課題の目的 :: 休校をめぐる対談のテキストを、一字一句そのまま書き写してください。

+++ 抽出テキスト

個性を伸ばす教育を推進、今年3月に退職した西郷さん(撮影/浅野剛)
西郷:世田谷区も横並びで休校と決まってしまいました。ただ、休校期間中も必要のある生徒のために学校は開けていて、毎日、数人が登校していました。もしいまも校長だったら、4月からは自由登校にしたでしょう。
前川:分散登校か一斉登校か、そういう判断ではなく?
西郷:来たい子は来なさい、と。なぜなら、学校は勉強するためだけにあるのではありませんから。家庭にいづらい子だっています。学校に来る自由は、子供たちにあります。
前川:ある意味、前から桜丘中学校は自由登校でしたものね(笑い)。登校しても授業に出ず、廊下で自習していた子もいたわけだから。
西郷:反対に、コロナ休校で「やったー!」となった子もいたはずです。
前川:それは西郷先生ならではの視点ですね。“子供の感じ方は一律じゃない”ということですね。
──国立成育医療研究センターが小中高校生にとったアンケートでは、コロナ禍で「学校に行けないのがいや」と答えた子供が多数いました。休校に関して、西郷さんのもとには、どんな悩みが寄せられましたか?

++++++
+++ 記録の抜粋

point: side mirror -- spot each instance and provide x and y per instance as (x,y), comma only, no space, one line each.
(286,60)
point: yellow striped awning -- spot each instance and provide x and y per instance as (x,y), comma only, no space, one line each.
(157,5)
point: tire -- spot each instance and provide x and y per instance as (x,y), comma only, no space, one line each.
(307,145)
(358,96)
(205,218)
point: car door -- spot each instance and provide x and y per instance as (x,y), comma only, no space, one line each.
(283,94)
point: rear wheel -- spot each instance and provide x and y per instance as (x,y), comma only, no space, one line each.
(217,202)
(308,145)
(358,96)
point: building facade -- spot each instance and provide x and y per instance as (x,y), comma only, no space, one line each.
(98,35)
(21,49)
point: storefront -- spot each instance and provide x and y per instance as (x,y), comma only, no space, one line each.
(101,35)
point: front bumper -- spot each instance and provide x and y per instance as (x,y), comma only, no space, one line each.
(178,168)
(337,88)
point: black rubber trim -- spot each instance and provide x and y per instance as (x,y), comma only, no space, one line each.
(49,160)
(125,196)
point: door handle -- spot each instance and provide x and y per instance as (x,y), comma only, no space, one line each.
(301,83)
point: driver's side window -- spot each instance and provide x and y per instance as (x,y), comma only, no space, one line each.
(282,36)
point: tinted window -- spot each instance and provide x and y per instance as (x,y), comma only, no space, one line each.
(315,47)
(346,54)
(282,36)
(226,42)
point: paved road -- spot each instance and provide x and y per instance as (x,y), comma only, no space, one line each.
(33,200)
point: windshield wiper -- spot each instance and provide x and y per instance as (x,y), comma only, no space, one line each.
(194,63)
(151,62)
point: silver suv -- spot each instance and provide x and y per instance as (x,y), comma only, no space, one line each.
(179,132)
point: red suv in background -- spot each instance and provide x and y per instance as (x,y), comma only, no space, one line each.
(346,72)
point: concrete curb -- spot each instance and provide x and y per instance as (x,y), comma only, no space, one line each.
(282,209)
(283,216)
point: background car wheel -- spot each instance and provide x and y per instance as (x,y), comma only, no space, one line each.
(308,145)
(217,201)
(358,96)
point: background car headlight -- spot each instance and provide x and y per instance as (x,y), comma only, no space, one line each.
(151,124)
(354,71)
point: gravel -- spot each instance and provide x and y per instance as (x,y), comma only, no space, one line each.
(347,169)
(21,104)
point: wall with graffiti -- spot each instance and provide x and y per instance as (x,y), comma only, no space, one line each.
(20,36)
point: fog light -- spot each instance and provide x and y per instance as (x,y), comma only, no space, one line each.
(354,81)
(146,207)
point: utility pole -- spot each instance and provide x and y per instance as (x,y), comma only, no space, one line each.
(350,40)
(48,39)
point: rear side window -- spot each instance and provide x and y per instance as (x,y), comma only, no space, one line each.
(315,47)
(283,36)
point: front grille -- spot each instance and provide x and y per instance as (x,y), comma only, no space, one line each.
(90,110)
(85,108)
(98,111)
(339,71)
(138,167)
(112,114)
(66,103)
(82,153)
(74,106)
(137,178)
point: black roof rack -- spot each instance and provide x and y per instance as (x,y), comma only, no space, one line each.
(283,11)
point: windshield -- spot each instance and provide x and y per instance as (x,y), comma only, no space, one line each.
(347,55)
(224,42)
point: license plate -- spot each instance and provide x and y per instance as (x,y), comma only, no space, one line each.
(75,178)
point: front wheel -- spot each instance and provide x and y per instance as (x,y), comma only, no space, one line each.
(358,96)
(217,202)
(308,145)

++++++

課題の解答 ::
個性を伸ばす教育を推進、今年3月に退職した西郷さん(撮影/浅野剛)
西郷:世田谷区も横並びで休校と決まってしまいました。ただ、休校期間中も必要のある生徒のために学校は開けていて、毎日、数人が登校していました。もしいまも校長だったら、4月からは自由登校にしたでしょう。
前川:分散登校か一斉登校か、そういう判断ではなく?
西郷:来たい子は来なさい、と。なぜなら、学校は勉強するためだけにあるのではありませんから。家庭にいづらい子だっています。学校に来る自由は、子供たちにあります。
前川:ある意味、前から桜丘中学校は自由登校でしたものね(笑い)。登校しても授業に出ず、廊下で自習していた子もいたわけだから。
西郷:反対に、コロナ休校で「やったー!」となった子もいたはずです。
前川:それは西郷先生ならではの視点ですね。“子供の感じ方は一律じゃない”ということですね。
──国立成育医療研究センターが小中高校生にとったアンケートでは、コロナ禍で「学校に行けないのがいや」と答えた子供が多数いました。休校に関して、西郷さんのもとには、どんな悩みが寄せられましたか?